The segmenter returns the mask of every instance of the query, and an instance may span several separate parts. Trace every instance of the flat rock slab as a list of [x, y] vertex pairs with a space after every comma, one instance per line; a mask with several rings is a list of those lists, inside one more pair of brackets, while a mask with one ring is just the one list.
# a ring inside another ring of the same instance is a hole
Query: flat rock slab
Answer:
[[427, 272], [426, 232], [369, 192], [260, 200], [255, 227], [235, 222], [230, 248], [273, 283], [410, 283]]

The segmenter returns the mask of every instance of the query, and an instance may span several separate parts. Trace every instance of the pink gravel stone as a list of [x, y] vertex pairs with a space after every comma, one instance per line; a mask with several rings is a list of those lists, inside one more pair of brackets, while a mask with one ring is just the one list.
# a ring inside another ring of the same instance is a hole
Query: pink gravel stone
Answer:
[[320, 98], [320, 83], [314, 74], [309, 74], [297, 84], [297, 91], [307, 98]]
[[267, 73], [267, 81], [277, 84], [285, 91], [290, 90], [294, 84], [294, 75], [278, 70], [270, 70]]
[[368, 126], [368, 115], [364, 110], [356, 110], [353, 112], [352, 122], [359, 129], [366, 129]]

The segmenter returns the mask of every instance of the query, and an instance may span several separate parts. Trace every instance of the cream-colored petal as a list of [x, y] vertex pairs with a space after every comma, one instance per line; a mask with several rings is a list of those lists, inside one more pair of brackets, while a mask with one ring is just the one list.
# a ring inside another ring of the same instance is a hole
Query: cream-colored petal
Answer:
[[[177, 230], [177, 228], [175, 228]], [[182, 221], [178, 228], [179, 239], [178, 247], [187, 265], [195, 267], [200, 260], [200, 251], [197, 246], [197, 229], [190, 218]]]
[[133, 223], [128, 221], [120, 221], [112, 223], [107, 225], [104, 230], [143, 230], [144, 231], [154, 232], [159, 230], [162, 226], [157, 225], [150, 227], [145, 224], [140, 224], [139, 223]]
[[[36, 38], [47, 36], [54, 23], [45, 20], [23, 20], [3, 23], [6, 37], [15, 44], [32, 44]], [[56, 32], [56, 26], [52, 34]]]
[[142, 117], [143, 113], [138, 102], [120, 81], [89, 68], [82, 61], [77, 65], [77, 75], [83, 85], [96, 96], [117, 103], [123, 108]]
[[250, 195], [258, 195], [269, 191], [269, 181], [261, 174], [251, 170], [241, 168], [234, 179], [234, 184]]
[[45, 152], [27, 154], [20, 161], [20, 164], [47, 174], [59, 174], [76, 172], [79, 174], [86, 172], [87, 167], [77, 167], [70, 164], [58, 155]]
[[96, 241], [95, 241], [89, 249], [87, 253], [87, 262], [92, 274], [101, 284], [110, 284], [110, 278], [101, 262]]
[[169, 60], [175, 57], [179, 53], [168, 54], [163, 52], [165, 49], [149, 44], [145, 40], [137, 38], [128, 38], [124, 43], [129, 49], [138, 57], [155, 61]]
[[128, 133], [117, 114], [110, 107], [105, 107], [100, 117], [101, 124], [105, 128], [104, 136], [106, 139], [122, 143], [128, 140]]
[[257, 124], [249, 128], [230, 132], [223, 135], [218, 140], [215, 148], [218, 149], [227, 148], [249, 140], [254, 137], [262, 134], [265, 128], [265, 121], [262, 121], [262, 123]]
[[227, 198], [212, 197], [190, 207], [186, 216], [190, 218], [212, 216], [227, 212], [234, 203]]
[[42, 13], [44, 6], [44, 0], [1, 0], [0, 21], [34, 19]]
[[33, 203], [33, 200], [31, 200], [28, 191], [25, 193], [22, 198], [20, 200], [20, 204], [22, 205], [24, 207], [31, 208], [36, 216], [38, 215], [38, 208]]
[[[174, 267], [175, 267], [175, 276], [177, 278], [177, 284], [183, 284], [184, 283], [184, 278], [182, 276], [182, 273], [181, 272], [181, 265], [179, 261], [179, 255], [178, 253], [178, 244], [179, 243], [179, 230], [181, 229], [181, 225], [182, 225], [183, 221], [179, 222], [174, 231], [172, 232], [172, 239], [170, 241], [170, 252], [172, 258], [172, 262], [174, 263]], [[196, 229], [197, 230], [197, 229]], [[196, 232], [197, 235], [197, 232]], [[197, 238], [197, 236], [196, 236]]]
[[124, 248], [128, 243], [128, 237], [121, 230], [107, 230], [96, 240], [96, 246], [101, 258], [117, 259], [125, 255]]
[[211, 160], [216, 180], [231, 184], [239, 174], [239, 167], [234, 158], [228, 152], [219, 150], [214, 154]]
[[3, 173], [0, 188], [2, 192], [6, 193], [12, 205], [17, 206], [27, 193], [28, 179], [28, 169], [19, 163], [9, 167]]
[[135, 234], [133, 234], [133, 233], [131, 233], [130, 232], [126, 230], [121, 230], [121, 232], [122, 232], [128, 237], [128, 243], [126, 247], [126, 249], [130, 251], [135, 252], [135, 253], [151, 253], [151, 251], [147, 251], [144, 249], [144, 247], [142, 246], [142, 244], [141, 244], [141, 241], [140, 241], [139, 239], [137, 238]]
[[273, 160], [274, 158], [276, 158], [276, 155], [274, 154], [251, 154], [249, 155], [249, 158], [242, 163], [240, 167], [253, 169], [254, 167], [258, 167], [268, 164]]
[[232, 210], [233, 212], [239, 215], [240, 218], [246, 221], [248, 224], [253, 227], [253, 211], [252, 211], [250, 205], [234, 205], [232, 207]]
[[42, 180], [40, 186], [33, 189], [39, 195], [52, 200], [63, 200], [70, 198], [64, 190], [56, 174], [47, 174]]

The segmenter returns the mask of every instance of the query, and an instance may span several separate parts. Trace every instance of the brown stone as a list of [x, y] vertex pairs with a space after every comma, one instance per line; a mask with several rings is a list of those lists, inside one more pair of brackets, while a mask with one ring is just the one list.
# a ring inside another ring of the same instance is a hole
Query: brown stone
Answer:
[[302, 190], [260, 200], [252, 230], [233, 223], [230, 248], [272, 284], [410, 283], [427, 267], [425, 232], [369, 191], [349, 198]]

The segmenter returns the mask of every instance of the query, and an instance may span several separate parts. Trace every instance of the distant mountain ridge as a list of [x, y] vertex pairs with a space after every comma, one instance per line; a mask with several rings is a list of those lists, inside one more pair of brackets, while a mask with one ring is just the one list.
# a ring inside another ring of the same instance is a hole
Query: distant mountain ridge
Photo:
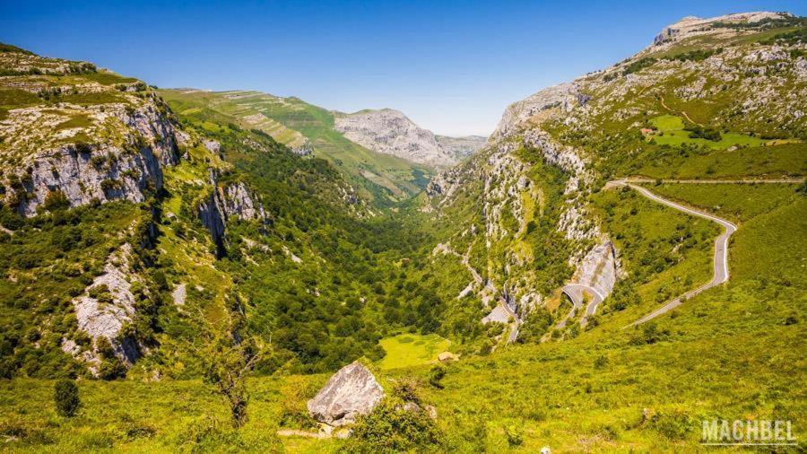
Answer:
[[436, 135], [393, 109], [335, 114], [334, 127], [351, 141], [413, 162], [449, 167], [482, 148], [486, 137]]

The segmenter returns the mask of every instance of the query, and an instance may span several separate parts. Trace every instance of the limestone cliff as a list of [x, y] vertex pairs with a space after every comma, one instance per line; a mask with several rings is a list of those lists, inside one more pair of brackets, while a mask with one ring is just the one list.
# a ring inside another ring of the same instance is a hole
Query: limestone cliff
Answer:
[[484, 144], [481, 137], [435, 135], [392, 109], [337, 114], [334, 127], [369, 150], [437, 167], [456, 164]]

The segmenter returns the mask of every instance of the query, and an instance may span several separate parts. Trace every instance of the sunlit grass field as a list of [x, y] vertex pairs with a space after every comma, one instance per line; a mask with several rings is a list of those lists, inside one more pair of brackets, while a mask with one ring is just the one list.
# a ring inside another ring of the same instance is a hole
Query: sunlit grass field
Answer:
[[378, 362], [382, 370], [429, 364], [447, 351], [451, 342], [436, 334], [402, 334], [379, 341], [386, 355]]

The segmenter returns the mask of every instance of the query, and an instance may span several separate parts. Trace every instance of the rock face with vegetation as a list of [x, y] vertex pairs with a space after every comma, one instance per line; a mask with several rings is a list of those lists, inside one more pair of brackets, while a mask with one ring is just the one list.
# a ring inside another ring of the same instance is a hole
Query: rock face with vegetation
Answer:
[[335, 121], [337, 131], [365, 148], [437, 167], [456, 164], [485, 142], [483, 137], [435, 135], [392, 109], [338, 114]]
[[[295, 98], [0, 45], [0, 432], [23, 450], [681, 451], [705, 417], [796, 421], [805, 31], [687, 18], [514, 103], [433, 178]], [[723, 227], [639, 188], [739, 226], [727, 282], [692, 292]], [[83, 405], [54, 419], [65, 377]], [[348, 441], [275, 437], [351, 422]]]
[[162, 166], [177, 162], [175, 126], [143, 83], [11, 48], [0, 67], [20, 102], [0, 116], [0, 168], [5, 201], [21, 214], [48, 201], [142, 202], [162, 187]]
[[384, 398], [384, 389], [366, 367], [352, 362], [340, 369], [308, 403], [311, 416], [339, 426], [369, 415]]

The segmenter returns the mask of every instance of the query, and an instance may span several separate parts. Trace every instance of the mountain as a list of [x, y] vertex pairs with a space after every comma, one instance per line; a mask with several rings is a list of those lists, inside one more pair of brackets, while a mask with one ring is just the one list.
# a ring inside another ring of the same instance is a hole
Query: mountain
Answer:
[[369, 150], [436, 167], [451, 166], [484, 144], [483, 137], [437, 136], [392, 109], [338, 113], [334, 127]]
[[449, 135], [435, 135], [440, 148], [454, 156], [455, 164], [471, 156], [488, 142], [487, 137], [482, 135], [464, 135], [454, 137]]
[[[340, 114], [2, 45], [0, 432], [21, 450], [358, 452], [800, 433], [805, 32], [783, 13], [685, 18], [514, 102], [388, 210], [351, 171], [377, 170], [337, 150], [397, 158]], [[49, 410], [55, 378], [82, 379], [76, 416]], [[336, 397], [375, 406], [348, 440], [310, 410], [342, 419]]]
[[417, 194], [433, 173], [430, 166], [377, 153], [348, 140], [334, 128], [334, 114], [298, 98], [259, 92], [160, 90], [182, 115], [213, 110], [244, 129], [257, 129], [302, 155], [327, 160], [375, 206], [391, 206]]

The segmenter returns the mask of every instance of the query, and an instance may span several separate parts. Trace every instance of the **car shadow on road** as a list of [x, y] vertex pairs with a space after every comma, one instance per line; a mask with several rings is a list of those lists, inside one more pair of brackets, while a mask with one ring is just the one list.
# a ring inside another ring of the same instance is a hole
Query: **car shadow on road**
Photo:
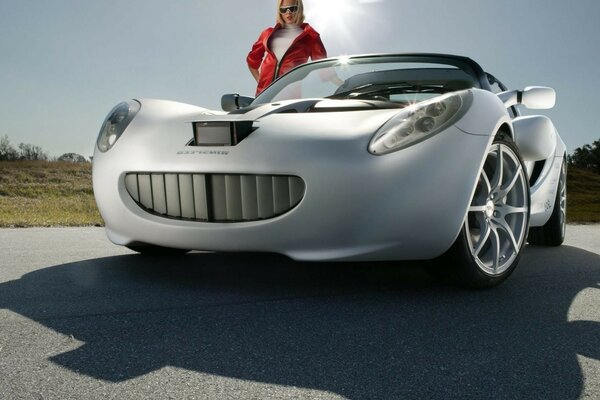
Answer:
[[7, 308], [84, 344], [51, 360], [121, 382], [164, 366], [349, 399], [577, 398], [577, 355], [600, 323], [573, 320], [600, 256], [528, 247], [492, 290], [421, 264], [325, 264], [265, 254], [122, 255], [0, 284]]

+--

Aim>
Render everything from the start of the rows above down to the line containing "129], [366, 129]]" as a Markdown table with the columns No. and Text, giving each line its number and its text and omitting blank lines.

Solution to this problem>
| No. | Text |
|---|---|
| 1 | The segmenter returns the mask of every instance of the query, and an instance may span several separate parts. Trace every instance of the flat rock slab as a list of [x, y] vertex pairs with a space after every comma, one instance per line; a mask with several rings is a list of those lists, inside one more pair of brackets, while a mask with one ring is just the one list. |
| 2 | # a ring inside another ring of the same instance is a hole |
| 3 | Query: flat rock slab |
| 4 | Answer: |
| 5 | [[427, 272], [426, 232], [369, 192], [260, 200], [255, 227], [235, 222], [230, 248], [273, 283], [410, 283]] |
| 6 | The segmenter returns the mask of every instance of the query, and an instance may span several separate parts. Trace every instance of the pink gravel stone as a list of [x, y] vertex pairs with a space after every comma, one instance per line; a mask with several rings is a list of those lists, inside one more pair of brackets, while a mask with one ring is just the one list. |
| 7 | # a ring inside another ring of the same instance is a hole |
| 8 | Query: pink gravel stone |
| 9 | Answer: |
| 10 | [[320, 98], [320, 83], [314, 74], [309, 74], [297, 84], [297, 91], [307, 98]] |
| 11 | [[267, 73], [267, 81], [277, 84], [285, 91], [290, 90], [294, 84], [294, 75], [278, 70], [270, 70]] |
| 12 | [[368, 126], [368, 115], [364, 110], [356, 110], [353, 112], [352, 122], [359, 129], [366, 129]] |